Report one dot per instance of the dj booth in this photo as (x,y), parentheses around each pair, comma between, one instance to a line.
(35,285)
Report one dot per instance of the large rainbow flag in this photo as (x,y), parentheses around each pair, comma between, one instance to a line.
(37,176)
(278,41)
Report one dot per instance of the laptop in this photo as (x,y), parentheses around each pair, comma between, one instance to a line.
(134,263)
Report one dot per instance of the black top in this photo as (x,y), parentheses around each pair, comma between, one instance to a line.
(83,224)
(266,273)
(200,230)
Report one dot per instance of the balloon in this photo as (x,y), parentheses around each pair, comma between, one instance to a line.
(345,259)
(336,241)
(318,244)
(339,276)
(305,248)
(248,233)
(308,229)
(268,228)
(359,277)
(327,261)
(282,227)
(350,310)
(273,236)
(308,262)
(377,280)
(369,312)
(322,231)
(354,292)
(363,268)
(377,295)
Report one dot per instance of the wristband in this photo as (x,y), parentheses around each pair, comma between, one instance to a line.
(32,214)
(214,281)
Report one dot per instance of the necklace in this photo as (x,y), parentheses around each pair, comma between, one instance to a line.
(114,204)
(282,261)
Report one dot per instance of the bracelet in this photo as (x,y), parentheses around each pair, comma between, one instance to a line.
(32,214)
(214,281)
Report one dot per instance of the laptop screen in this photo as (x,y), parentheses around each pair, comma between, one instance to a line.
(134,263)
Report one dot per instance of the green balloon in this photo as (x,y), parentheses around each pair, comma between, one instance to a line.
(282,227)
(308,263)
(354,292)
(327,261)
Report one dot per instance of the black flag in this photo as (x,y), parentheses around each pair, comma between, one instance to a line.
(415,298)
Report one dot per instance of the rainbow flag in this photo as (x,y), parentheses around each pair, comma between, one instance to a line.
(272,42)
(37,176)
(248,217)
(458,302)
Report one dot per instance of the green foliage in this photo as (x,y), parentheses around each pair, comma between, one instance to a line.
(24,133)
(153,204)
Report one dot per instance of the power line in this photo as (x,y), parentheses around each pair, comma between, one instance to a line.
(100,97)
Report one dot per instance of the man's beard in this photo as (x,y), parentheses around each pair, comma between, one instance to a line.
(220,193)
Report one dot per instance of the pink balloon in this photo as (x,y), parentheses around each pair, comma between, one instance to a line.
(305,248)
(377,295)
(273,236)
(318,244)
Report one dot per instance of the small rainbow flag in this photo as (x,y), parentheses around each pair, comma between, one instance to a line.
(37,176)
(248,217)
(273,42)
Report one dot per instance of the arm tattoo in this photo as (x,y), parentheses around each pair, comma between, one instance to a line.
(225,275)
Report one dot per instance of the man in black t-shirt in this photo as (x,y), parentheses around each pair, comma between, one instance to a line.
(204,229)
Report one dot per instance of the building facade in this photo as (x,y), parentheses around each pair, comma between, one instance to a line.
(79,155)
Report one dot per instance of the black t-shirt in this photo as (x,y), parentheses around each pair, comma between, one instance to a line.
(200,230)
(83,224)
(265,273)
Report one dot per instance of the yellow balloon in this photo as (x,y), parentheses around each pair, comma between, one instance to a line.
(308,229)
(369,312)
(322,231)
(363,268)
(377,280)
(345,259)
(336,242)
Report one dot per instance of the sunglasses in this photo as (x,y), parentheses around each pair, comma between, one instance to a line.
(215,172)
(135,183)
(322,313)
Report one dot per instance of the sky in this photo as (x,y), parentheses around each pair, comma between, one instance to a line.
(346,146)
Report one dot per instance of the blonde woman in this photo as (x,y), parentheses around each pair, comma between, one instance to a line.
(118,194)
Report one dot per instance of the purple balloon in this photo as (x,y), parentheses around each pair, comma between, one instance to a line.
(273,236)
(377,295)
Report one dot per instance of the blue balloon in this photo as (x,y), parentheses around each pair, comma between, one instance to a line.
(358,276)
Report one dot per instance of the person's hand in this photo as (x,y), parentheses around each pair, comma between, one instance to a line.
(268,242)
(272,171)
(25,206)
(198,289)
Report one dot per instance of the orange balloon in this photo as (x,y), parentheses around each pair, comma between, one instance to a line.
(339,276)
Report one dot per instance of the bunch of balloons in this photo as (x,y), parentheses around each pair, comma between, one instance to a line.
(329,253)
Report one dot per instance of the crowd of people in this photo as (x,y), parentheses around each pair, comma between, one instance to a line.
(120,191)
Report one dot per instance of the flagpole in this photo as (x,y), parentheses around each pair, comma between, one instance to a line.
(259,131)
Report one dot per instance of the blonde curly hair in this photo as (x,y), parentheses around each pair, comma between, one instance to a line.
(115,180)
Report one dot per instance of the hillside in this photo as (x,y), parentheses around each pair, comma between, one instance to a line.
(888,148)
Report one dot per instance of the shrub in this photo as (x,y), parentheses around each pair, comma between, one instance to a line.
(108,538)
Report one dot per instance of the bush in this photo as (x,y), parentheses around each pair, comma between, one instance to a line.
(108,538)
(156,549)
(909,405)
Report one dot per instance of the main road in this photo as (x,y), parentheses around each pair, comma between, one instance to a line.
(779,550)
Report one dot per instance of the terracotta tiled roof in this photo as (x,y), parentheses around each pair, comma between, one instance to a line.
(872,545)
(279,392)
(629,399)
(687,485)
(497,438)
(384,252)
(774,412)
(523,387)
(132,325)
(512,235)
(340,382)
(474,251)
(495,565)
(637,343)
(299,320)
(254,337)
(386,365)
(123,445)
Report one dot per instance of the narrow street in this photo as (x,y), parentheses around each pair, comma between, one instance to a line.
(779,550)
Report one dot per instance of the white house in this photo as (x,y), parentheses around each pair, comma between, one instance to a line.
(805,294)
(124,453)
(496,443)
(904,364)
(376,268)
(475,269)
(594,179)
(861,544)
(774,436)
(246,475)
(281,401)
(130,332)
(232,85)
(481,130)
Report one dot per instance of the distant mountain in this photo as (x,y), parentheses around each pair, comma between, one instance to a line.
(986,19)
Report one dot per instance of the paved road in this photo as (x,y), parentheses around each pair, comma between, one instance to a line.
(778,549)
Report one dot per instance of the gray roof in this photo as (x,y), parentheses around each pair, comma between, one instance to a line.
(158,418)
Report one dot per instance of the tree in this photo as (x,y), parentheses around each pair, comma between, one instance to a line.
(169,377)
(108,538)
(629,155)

▬▬▬

— What to work on —
Copy the listing above verbatim, starting at the line that contains "Report one dot per instance of the gray" and ending at the last line of the listing, with both of those lines included.

— Right answer —
Report one dot per instance of the gray roof in this photo as (x,y), parentheses around each pair, comma between, one instance to a line.
(158,418)
Report one dot per instance of the tree in this photo as (x,y), parentheses around each pair, comma between, one instance to a line.
(169,377)
(108,538)
(629,155)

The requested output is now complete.